Há áreas da nossa vida em sociedade em que se conjugam insuficiências da ação governativa e do Estado (que tem muitas instituições e atores para além do governo), com práticas privadas desrespeitadoras de princípios e valores da Democracia. É assim na saúde e na habitação.
Mete medo sabermos que, nas praças de jorna que contratam médicos à tarefa, é atribuído um valor remuneratório mais elevado às horas trabalhadas por aqueles que mais altas passam aos doentes. A ganância e a impunidade dos interesses privados sobrepõem-se ao direito à vida. Uma engrenagem perversa, com cada vez mais tentáculos, vem sugando e atrofiando o Serviço Nacional de Saúde (SNS). E, todos os governantes sabem que as políticas se desenham e efetivam por ação ou por inação.    
Será adequado adotar-se uma estratégia que articule a presença e a ação de todos os agentes que estão hoje neste setor, como vem sugerindo o Presidente da República (PR)?

-- Objetivo do exercício --
Reproduza, sem qualquer alteração, a parte do excerto sobre a saúde e a habitação que começa com as palavras que contêm "Mete medo sabermos" e termina em "ou por inação.".

-- Informação registada --
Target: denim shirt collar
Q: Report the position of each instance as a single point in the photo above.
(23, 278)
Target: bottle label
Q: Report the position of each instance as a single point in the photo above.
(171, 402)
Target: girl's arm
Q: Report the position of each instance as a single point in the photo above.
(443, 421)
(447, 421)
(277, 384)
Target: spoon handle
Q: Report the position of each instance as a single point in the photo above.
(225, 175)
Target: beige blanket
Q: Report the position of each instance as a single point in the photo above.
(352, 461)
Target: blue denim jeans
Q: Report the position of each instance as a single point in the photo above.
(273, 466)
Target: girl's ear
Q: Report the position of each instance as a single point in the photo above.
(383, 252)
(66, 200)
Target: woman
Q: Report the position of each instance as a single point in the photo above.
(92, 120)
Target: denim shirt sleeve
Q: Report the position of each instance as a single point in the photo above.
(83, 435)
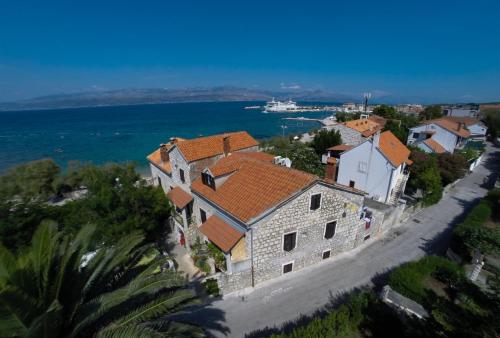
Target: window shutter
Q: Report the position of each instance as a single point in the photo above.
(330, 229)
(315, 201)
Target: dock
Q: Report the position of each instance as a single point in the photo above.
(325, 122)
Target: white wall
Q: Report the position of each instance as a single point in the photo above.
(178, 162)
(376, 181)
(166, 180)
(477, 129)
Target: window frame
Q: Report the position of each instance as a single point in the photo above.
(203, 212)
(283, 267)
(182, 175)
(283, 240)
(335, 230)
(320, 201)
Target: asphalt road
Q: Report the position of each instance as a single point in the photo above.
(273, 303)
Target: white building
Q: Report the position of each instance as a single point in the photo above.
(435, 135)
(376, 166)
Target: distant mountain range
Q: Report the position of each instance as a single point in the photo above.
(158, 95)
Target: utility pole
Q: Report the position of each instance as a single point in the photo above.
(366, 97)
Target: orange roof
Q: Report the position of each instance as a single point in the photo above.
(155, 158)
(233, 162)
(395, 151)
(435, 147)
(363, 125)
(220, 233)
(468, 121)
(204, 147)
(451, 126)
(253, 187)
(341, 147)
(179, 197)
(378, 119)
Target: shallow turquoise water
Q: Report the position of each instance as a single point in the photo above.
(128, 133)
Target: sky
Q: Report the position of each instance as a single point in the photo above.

==

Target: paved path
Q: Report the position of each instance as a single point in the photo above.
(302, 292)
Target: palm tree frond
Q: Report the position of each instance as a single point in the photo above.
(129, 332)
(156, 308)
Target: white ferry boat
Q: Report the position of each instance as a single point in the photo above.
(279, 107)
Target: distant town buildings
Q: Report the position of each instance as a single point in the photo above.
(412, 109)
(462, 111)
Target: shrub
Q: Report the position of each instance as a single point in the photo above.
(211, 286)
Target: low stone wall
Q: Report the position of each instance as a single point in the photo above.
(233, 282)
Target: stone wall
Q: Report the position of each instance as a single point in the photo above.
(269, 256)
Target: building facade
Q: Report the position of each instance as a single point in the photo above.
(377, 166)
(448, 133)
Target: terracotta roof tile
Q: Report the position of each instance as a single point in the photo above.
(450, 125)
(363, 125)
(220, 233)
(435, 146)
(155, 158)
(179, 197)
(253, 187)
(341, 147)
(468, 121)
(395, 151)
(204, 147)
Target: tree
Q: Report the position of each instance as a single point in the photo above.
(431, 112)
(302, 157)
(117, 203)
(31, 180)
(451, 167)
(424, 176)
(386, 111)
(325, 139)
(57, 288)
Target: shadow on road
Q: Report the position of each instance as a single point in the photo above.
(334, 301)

-- Solução do exercício --
Mete medo sabermos que, nas praças de jorna que contratam médicos à tarefa, é atribuído um valor remuneratório mais elevado às horas trabalhadas por aqueles que mais altas passam aos doentes. A ganância e a impunidade dos interesses privados sobrepõem-se ao direito à vida. Uma engrenagem perversa, com cada vez mais tentáculos, vem sugando e atrofiando o Serviço Nacional de Saúde (SNS). E, todos os governantes sabem que as políticas se desenham e efetivam por ação ou por inação.